#### Fragmento
※ ※ ※
Antes de migrar para la Cabimas
petrolera asimiló mucho la cultura, las costumbres, incluso la narrativa oral
como diría un especialista, pero también personajes y leyendas de todos esos pueblos y -más aún- del que sería su
punto de arranque hacia el Zulia: Mene de Mauroa; allí continúan familiares suyos
y míos en actividades y crianza de ganado y caballos. Siempre recuerdo el
respeto tácito que tenía Publio, por ejemplo, por Jesús Farías, como viejo
luchador de aquellos proyectos vinculados a las ideas de izquierda y dentro de
esos contextos y temporalidad. También, las continuas narrativas de él y su
madre, mi abuela Ana, sobre las
actividades y propiedades de hermanos de ella.
Inventar requiere habilidad y
destreza[1]
misma, se construyen rutinas y se abren nuevos caminos o alternativas. Se
inventa, se crea. En mi grupo familiar de origen se lo observé a mi padre y al mayor de mis hermanos llamado igual. Dentro de las habilidades
de inventar pequeñas cosas que tuvo mi padre, hubo una que me sorprende cada
vez que la recuerdo a pesar de haber sido un fracaso. En aquellos lugares de
origen que mencionamos, existe un fruto llamado lefaria y que es cercano a otro que llamaban dato y, los dos, pueden percibirse más fácilmente si los ubicamos
como frutos de algún tipo de cactus o tuna. El primero de ellos es de color
verde claro y el segundo rojizo; ambos tienen en su centro una especie de pasta
gelatinosa con muchas pepitas negras y todo ello tiene un sabor dulzón,
digamos que término medio. Es muy comido por humanos y por aves. El cactus,
como saben quiénes se le hayan acercado es espinoso y las lefarias no siempre
están al alcance de la mano.
Publio debe haber pensado durante
mucho tiempo el invento que iba a crear, pues fue solo promediando los cuarenta
años, cuando se dio el invento del caso. Vivíamos en la Cabimas petrolera
comenzando los años sesenta y mandó a hacer -imagino que con un herrero- una
especie de flor abierta conectada a un tubo largo. La idea obviamente era la de
que en la especie de flor abierta alargada entraría el fruto de apetencia desde
niño y él, al girar la pieza, pudiera desprenderla del cactus. Un día, decidió
probar el instrumento, invitando una tarde a los tres hermanos varones (mis dos
hermanos y yo) y a un primo, a una especie de bosque de tunas de esos que hay en
las zonas falconianas/zulianas. Llegamos allí en su camioneta, con mucha
emoción y curiosidad; en mi caso, un niño de cinco años y todos los demás
mayores que yo. La valentía y el entusiasmo no podían ser mayores y nos
adentramos en el bosque. Cuando ya había comenzado el intento de desprender las
lefarias apareció un enjambre insectos voladores, como pequeñas avispas, abejas o abejorros y
empezaron a picarnos, siguiéndonos hasta la camioneta. Nos encerramos vidrios
arriba, veíamos los insectos que revoloteaban afuera y nosotros empezamos a
reírnos. El trayecto de regreso lo recuerdo muy gracioso, porque fue repetir y
repetir el incidente, reírnos y descargar nuestro susto. Más nunca se volvió a
hablar del instrumento, ni de intentar nuevamente nada al respecto, pero tampoco
del incidente.
※ ※ ※
#### Objetivo 1
Según el fragmento, ¿de qué color es la lefaria y de qué color es el dato?

#### Datos proporcionados
※ ※ ※
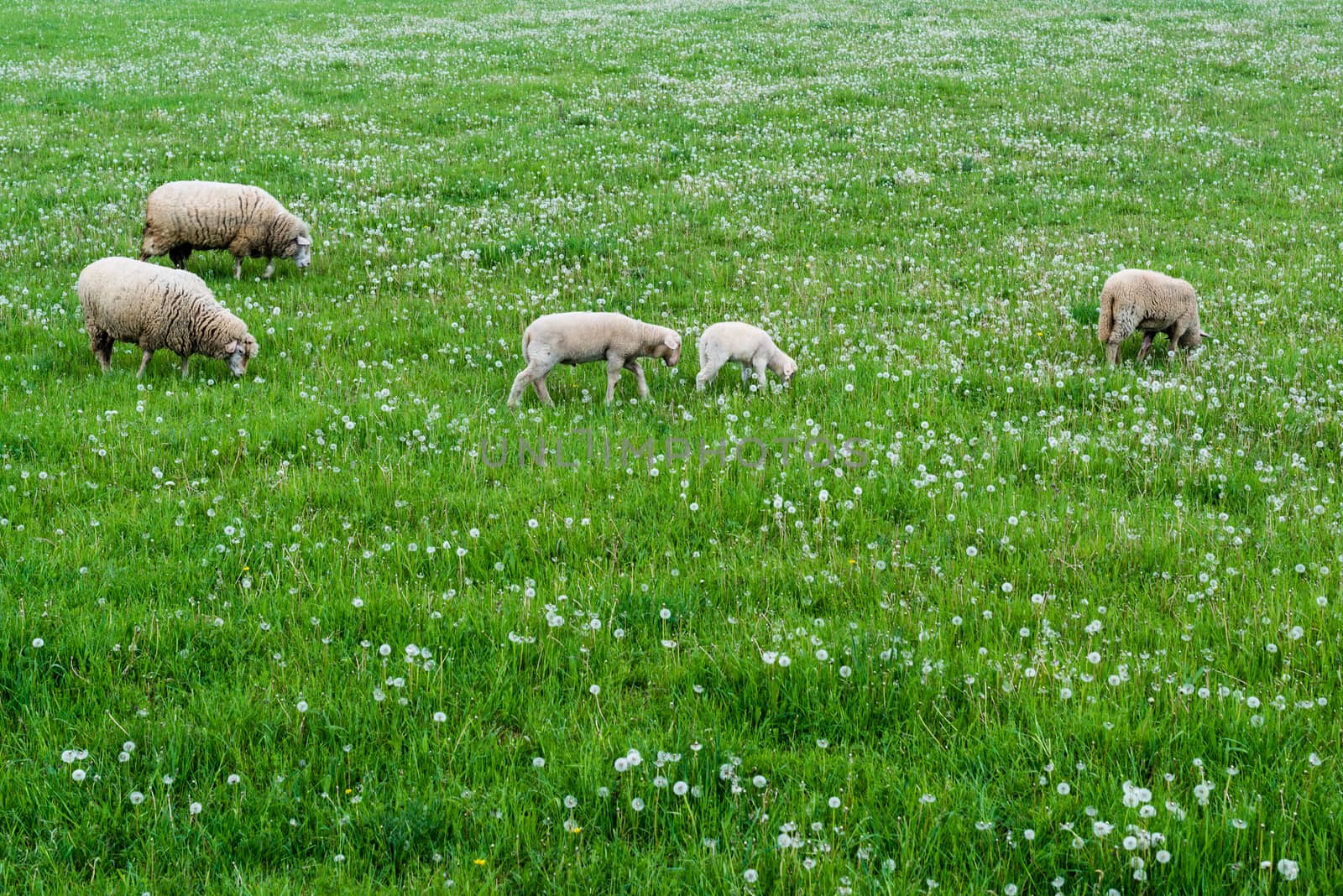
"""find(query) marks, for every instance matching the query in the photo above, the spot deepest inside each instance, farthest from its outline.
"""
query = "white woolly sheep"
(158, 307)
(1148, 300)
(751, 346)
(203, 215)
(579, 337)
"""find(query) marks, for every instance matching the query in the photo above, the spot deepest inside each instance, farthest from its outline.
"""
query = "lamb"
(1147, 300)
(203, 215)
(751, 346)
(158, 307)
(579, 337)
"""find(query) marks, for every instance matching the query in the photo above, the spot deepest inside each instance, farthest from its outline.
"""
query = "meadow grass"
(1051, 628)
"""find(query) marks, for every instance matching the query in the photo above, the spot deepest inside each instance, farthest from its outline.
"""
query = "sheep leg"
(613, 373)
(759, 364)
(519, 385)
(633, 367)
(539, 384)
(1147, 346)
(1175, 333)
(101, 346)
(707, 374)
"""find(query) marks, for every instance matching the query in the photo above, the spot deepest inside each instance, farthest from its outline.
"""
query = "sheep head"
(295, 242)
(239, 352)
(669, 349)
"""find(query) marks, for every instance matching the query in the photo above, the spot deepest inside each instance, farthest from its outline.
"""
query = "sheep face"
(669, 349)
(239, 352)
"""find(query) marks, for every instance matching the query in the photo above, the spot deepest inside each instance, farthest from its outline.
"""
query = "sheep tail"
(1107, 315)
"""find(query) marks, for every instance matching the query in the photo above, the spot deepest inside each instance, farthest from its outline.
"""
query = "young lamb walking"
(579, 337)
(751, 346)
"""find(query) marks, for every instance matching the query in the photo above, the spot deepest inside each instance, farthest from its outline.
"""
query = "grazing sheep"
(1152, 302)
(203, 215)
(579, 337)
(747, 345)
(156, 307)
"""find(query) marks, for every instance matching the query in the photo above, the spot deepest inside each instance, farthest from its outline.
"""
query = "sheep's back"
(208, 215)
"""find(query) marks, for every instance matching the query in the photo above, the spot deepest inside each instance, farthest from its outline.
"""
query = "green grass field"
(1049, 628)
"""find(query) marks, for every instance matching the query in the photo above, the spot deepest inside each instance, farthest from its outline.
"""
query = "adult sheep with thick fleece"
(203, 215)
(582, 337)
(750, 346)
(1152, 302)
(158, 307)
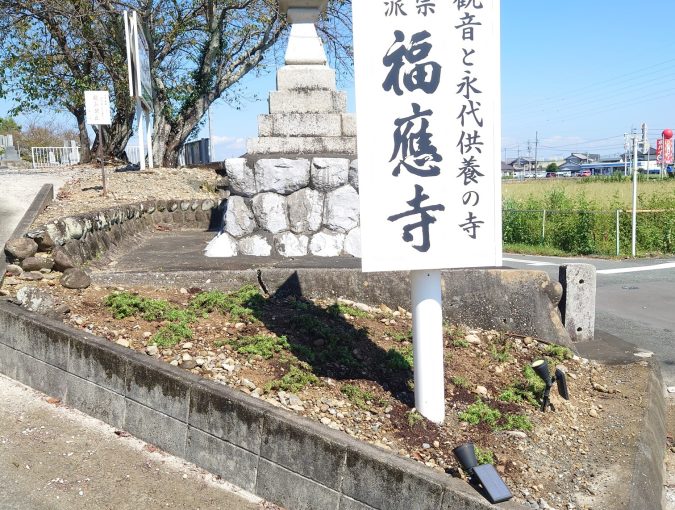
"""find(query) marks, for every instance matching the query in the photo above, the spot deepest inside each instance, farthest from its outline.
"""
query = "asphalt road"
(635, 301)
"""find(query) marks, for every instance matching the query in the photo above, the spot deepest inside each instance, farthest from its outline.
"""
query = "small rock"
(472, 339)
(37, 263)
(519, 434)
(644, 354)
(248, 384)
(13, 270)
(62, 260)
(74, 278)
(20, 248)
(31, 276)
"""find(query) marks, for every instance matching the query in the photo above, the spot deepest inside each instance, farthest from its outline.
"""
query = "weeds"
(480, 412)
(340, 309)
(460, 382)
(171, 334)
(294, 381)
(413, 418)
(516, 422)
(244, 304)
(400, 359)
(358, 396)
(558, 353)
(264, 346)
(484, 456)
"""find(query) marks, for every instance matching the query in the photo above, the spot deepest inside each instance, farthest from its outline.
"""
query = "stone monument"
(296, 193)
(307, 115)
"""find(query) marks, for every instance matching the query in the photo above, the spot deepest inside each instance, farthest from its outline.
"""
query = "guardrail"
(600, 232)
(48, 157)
※ ※ ※
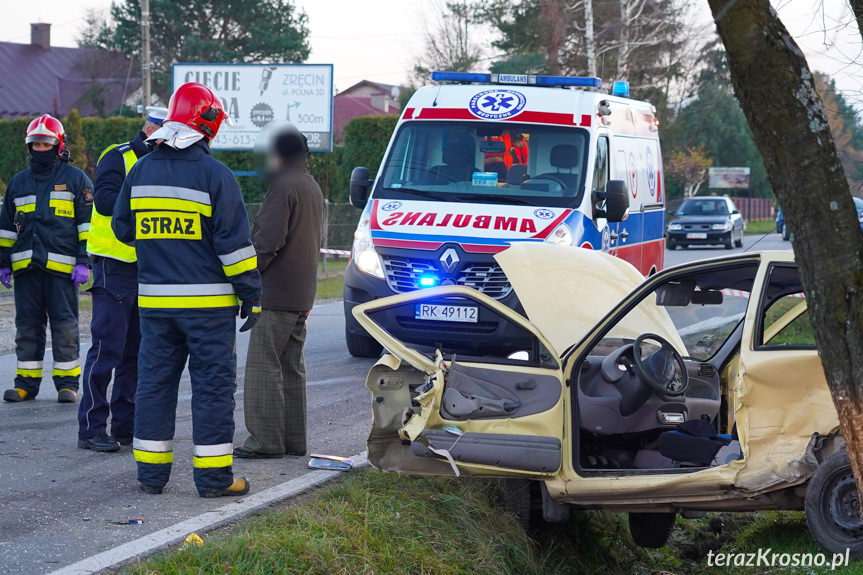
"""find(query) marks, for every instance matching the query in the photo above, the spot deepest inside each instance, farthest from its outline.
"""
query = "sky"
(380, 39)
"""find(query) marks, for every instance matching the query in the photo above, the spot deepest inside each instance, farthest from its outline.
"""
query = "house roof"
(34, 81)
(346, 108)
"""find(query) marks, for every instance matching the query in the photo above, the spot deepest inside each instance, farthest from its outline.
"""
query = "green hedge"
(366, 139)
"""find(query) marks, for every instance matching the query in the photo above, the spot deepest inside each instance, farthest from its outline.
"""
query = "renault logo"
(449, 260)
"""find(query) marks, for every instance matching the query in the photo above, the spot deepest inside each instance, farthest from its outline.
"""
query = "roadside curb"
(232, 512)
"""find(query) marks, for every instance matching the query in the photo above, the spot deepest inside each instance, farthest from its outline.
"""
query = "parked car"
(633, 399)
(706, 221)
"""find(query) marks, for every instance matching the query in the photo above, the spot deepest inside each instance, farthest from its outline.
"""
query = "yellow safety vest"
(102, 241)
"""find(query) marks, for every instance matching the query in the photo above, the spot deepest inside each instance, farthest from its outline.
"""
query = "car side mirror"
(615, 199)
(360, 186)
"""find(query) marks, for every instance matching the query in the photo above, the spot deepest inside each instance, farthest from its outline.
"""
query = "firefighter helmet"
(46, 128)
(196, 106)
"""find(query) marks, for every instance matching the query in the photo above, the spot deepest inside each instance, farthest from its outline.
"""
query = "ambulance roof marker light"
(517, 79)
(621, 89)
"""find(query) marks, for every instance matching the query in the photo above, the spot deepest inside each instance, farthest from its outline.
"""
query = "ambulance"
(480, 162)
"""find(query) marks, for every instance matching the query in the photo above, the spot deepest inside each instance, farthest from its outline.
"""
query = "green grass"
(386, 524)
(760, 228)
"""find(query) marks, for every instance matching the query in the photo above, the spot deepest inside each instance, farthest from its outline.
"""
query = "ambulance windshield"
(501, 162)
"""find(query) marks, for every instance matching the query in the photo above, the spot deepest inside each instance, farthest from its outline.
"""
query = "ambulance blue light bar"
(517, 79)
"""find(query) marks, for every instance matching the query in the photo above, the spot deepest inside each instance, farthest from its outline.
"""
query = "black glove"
※ ※ ※
#### Objetivo 2
Indica cuántas líneas de las entradas contienen la cadena "light", teniendo en cuenta mayúsculas y minúsculas. Responde solo con el número.

#### Resultado esperado 1
La lefaria es verde claro y el dato es rojizo.

#### Resultado esperado 2
2